The response must restate the data exactly, with nothing left out.

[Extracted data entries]
★ ★ ★ ★ ★ ★ ★

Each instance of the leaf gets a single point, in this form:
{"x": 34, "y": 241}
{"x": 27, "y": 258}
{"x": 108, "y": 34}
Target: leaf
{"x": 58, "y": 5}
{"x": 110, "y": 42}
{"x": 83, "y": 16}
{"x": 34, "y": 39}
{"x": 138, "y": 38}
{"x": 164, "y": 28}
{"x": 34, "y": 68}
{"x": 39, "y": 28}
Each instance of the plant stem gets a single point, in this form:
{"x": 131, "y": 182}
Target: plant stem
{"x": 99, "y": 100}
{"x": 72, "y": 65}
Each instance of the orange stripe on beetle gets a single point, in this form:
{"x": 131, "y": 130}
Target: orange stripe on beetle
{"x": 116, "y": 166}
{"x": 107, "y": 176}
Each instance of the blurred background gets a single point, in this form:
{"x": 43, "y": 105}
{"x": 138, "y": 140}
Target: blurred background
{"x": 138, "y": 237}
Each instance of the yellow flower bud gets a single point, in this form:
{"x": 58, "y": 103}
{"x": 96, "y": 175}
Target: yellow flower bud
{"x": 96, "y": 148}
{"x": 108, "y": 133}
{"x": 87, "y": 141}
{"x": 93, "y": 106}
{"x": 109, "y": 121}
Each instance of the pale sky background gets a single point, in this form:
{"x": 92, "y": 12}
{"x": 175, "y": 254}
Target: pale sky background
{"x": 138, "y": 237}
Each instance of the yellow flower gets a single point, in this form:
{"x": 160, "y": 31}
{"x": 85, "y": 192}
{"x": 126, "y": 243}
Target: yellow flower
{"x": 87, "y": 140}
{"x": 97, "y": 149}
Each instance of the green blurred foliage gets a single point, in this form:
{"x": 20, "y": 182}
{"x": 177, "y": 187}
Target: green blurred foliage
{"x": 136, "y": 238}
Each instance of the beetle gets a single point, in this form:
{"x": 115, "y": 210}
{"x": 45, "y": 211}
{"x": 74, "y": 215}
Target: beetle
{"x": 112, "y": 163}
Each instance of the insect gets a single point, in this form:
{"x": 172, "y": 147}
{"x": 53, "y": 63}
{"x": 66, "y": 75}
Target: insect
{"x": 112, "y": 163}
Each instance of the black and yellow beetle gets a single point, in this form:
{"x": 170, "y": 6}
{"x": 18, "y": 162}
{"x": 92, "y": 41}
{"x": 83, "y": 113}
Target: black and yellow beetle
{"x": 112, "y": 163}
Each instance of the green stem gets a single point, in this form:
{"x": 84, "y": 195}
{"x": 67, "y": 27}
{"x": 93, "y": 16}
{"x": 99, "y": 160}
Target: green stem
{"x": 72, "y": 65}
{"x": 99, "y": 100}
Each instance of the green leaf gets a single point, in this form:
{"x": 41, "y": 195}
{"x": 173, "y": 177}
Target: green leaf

★ ★ ★ ★ ★ ★ ★

* **Exercise solution**
Each instance of the leaf gets a single point, in this form:
{"x": 34, "y": 241}
{"x": 27, "y": 258}
{"x": 108, "y": 34}
Target: leaf
{"x": 58, "y": 5}
{"x": 110, "y": 42}
{"x": 83, "y": 16}
{"x": 34, "y": 39}
{"x": 138, "y": 38}
{"x": 164, "y": 28}
{"x": 34, "y": 68}
{"x": 39, "y": 28}
Each instance of the plant stem gets a single point, in this form:
{"x": 131, "y": 182}
Target: plant stem
{"x": 99, "y": 100}
{"x": 72, "y": 65}
Each instance of the orange stripe on beetle gets a single point, in this form:
{"x": 131, "y": 130}
Target: orange stripe on beetle
{"x": 116, "y": 166}
{"x": 107, "y": 176}
Each instance of the blurred background gets a single point, in this form:
{"x": 43, "y": 105}
{"x": 138, "y": 140}
Target: blurred background
{"x": 138, "y": 237}
Each instance of the yellow flower bud gets a single point, in this form:
{"x": 58, "y": 103}
{"x": 96, "y": 175}
Target: yellow flower bud
{"x": 96, "y": 148}
{"x": 108, "y": 133}
{"x": 87, "y": 141}
{"x": 93, "y": 106}
{"x": 109, "y": 121}
Each instance of the pale sky background gets a single point, in this form:
{"x": 92, "y": 12}
{"x": 175, "y": 254}
Target: pale sky background
{"x": 138, "y": 237}
Each instance of the yellow flower gets a single point, in this form:
{"x": 160, "y": 31}
{"x": 85, "y": 192}
{"x": 126, "y": 243}
Target: yellow flower
{"x": 87, "y": 140}
{"x": 97, "y": 149}
Each instance of the green blurred foliage gets a single point, in this form:
{"x": 20, "y": 182}
{"x": 177, "y": 187}
Target: green blurred foliage
{"x": 136, "y": 238}
Each instance of the beetle gets a single point, in this form:
{"x": 115, "y": 210}
{"x": 45, "y": 211}
{"x": 74, "y": 215}
Target: beetle
{"x": 112, "y": 163}
Each instance of the insect gets a single point, in this form:
{"x": 172, "y": 147}
{"x": 53, "y": 63}
{"x": 66, "y": 75}
Target: insect
{"x": 112, "y": 163}
Each instance of the black and yellow beetle gets a single point, in this form:
{"x": 170, "y": 6}
{"x": 18, "y": 162}
{"x": 92, "y": 41}
{"x": 83, "y": 113}
Target: black and yellow beetle
{"x": 112, "y": 163}
Each instance of the green stem gets a single point, in this form:
{"x": 84, "y": 195}
{"x": 67, "y": 27}
{"x": 93, "y": 16}
{"x": 99, "y": 160}
Target: green stem
{"x": 72, "y": 65}
{"x": 99, "y": 100}
Each instance of the green leaf gets a single point, in this form:
{"x": 41, "y": 195}
{"x": 173, "y": 177}
Target: green leaf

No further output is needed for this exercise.